+++ Records provided

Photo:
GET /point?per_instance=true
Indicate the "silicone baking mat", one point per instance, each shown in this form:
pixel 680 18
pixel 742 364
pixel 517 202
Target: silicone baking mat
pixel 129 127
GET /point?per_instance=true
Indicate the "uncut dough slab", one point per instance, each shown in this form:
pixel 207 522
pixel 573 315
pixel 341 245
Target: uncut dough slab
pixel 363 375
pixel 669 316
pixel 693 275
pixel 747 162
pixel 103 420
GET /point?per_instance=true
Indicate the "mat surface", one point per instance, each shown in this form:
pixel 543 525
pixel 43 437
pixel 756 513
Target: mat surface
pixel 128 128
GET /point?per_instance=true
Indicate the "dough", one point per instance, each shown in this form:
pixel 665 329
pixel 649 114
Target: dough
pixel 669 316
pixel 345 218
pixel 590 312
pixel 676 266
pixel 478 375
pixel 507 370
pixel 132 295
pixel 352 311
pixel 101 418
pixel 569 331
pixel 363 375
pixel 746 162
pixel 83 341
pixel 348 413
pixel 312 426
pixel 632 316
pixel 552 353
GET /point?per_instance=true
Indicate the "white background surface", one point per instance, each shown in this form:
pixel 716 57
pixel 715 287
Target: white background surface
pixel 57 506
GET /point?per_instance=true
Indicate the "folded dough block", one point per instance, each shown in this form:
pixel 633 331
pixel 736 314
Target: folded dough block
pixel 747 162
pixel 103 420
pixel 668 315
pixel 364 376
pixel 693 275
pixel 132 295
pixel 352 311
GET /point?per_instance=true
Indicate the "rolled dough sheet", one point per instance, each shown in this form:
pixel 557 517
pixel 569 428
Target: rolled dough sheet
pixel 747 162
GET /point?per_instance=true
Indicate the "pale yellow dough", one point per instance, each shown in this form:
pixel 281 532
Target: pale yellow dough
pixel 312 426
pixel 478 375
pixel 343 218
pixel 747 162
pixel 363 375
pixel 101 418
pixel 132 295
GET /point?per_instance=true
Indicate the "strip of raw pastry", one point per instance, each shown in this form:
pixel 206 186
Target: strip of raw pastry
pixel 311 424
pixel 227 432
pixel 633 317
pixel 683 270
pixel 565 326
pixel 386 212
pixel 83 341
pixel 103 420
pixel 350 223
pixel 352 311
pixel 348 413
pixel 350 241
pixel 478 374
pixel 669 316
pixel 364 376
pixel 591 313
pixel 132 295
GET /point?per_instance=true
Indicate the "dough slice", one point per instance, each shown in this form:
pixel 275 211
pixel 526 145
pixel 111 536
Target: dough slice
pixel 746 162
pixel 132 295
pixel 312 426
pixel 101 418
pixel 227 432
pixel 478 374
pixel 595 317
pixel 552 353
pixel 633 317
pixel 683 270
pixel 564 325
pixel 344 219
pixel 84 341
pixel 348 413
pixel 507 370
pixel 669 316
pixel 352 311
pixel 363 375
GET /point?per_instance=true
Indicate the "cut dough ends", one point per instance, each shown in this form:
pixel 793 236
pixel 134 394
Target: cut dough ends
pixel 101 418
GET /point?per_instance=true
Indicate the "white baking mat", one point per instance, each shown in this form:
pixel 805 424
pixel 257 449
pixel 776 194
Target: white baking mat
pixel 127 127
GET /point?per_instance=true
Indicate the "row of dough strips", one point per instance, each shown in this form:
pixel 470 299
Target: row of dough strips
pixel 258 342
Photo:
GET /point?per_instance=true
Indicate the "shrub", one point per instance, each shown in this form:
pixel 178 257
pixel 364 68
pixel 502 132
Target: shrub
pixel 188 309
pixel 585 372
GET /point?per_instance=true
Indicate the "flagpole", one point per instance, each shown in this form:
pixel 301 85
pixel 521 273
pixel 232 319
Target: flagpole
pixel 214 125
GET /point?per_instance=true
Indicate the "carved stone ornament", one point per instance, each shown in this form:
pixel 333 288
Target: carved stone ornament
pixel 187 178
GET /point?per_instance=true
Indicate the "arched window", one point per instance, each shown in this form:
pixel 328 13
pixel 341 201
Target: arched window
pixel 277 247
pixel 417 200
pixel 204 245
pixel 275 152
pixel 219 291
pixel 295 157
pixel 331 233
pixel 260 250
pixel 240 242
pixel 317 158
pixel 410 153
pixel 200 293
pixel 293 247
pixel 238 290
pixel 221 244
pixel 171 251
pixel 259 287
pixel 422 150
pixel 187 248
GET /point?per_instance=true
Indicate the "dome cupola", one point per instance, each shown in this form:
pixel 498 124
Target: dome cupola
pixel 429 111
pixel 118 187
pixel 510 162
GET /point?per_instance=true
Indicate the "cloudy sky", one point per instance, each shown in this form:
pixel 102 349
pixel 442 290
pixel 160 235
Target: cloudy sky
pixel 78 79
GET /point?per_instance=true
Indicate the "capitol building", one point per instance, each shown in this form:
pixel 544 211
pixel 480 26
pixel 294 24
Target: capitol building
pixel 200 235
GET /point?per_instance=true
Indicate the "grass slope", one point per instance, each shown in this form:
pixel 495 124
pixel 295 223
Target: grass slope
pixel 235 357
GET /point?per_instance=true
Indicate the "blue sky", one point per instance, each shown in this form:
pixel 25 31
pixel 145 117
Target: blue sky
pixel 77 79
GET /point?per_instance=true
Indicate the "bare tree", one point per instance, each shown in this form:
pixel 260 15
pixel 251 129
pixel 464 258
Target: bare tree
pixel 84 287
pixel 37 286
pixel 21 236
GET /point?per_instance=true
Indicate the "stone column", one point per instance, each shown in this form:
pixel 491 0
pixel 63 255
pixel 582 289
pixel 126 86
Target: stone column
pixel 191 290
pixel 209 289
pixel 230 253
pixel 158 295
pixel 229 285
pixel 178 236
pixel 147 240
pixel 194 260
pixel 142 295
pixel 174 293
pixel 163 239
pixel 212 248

++++++

# Task statement:
Return these lines exactly as they are, covering all the records.

# Exercise result:
Photo:
GET /point?per_instance=true
Indicate the "silicone baking mat", one point per instance, each shown in this form:
pixel 680 18
pixel 742 364
pixel 517 202
Target: silicone baking mat
pixel 129 127
GET /point?per_instance=true
Indicate the "uncut dough slab", one point per instance, each shown in this form:
pixel 207 522
pixel 573 315
pixel 341 245
Target: uncut dough slab
pixel 363 375
pixel 669 316
pixel 693 275
pixel 747 162
pixel 103 420
GET /point?per_instance=true
Indicate the "mat surface", one point per instance, each shown in this form:
pixel 543 525
pixel 43 437
pixel 756 513
Target: mat surface
pixel 128 128
GET /point?per_instance=true
Indicate the "dough", one point per instance, each shown in this form:
pixel 665 329
pixel 649 114
Target: dough
pixel 669 316
pixel 345 218
pixel 590 312
pixel 676 266
pixel 478 375
pixel 507 370
pixel 132 295
pixel 352 311
pixel 101 418
pixel 569 331
pixel 363 375
pixel 746 162
pixel 83 341
pixel 348 413
pixel 312 426
pixel 632 316
pixel 552 353
GET /point?per_instance=true
Indicate the "white background surface", one point per instance, each shown in this form:
pixel 716 57
pixel 715 287
Target: white background surface
pixel 57 506
GET /point?per_instance=true
Indicate the "folded dough block", one point per instance, each shown in this form:
pixel 633 331
pixel 736 314
Target: folded dough block
pixel 747 162
pixel 103 420
pixel 668 315
pixel 364 376
pixel 693 275
pixel 132 295
pixel 352 311
GET /point?per_instance=true
Indicate the "rolled dough sheet", one point per instance, each shown in this form:
pixel 557 517
pixel 569 428
Target: rolled dough sheet
pixel 747 162
GET /point?per_instance=true
Indicate the "pale yellow dough", one point per instance, each shown in this form:
pixel 281 532
Target: pale yellow dough
pixel 312 426
pixel 478 375
pixel 343 218
pixel 747 162
pixel 363 375
pixel 101 418
pixel 132 295
GET /point?per_instance=true
Indicate the "strip of raw pastry", one point per instance, each shown in this form:
pixel 206 186
Target: strip of raw pastry
pixel 311 424
pixel 227 432
pixel 633 317
pixel 683 270
pixel 565 326
pixel 386 212
pixel 83 341
pixel 103 420
pixel 350 223
pixel 352 311
pixel 348 413
pixel 350 241
pixel 478 374
pixel 669 316
pixel 364 376
pixel 591 313
pixel 132 295
GET /point?per_instance=true
Indicate the "dough slice", one point per instance, each shown in this form:
pixel 275 211
pixel 526 145
pixel 111 536
Target: dough slice
pixel 746 162
pixel 132 295
pixel 312 426
pixel 101 418
pixel 227 432
pixel 478 374
pixel 595 317
pixel 552 353
pixel 633 317
pixel 683 270
pixel 564 325
pixel 344 219
pixel 84 341
pixel 348 413
pixel 507 370
pixel 669 316
pixel 352 311
pixel 363 375
GET /point?per_instance=true
Indicate the "cut dough ends", one point per instance, each shown in this form:
pixel 793 236
pixel 134 394
Target: cut dough ends
pixel 101 418
GET /point?per_instance=true
Indicate the "white baking mat", one point per instance, each shown in this form:
pixel 805 424
pixel 257 449
pixel 776 194
Target: white baking mat
pixel 127 127
GET /point?per_instance=true
Indicate the "row of dough strips", one point per instance, each shown in this form:
pixel 470 299
Target: row of dough strips
pixel 258 342
Photo:
GET /point?per_instance=true
Indicate the "shrub", one point per instance, each shown in this form:
pixel 178 257
pixel 364 68
pixel 502 132
Target: shrub
pixel 188 309
pixel 585 372
GET /point?per_instance=true
Indicate the "flagpole", one point per instance, each shown in this form:
pixel 301 85
pixel 521 273
pixel 232 319
Target: flagpole
pixel 214 125
GET /point?per_instance=true
Indicate the "carved stone ornament", one point per instance, each shown in this form:
pixel 333 288
Target: carved stone ornament
pixel 187 178
GET /point?per_instance=true
Indicate the "arched window", one point per instance, each shown in this form:
pixel 328 13
pixel 341 201
Target: arched window
pixel 277 247
pixel 417 200
pixel 204 245
pixel 275 152
pixel 219 291
pixel 295 157
pixel 331 233
pixel 260 250
pixel 240 242
pixel 317 158
pixel 410 153
pixel 200 293
pixel 293 247
pixel 238 290
pixel 221 244
pixel 171 251
pixel 259 287
pixel 422 150
pixel 187 248
GET /point?per_instance=true
Indicate the "dome cupola", one point per instance, each shown in this form:
pixel 498 124
Target: dome cupola
pixel 429 111
pixel 118 187
pixel 510 162
GET /point?per_instance=true
Indicate the "cloudy sky", one point per instance, each shown in this form:
pixel 102 349
pixel 442 290
pixel 160 235
Target: cloudy sky
pixel 78 79
GET /point?per_instance=true
Indicate the "capitol building", one point per instance, each shown in this form:
pixel 544 211
pixel 480 26
pixel 294 24
Target: capitol building
pixel 200 235
GET /point?per_instance=true
Indicate the "grass slope", one point per instance, each shown in this form:
pixel 495 124
pixel 295 223
Target: grass slope
pixel 235 357
GET /point?per_instance=true
Indicate the "blue sky", one point per instance, each shown in this form:
pixel 25 31
pixel 145 117
Target: blue sky
pixel 77 79
GET /point?per_instance=true
Indicate the "bare tree", one point per instance, each shown in this form:
pixel 260 15
pixel 251 129
pixel 464 258
Target: bare tree
pixel 84 287
pixel 37 286
pixel 21 236
GET /point?per_instance=true
Indicate the "stone column", one point per instance, each shown in this form:
pixel 491 0
pixel 63 255
pixel 582 289
pixel 126 86
Target: stone column
pixel 191 290
pixel 209 289
pixel 230 253
pixel 158 295
pixel 229 285
pixel 178 236
pixel 147 240
pixel 194 260
pixel 142 295
pixel 174 293
pixel 163 239
pixel 212 248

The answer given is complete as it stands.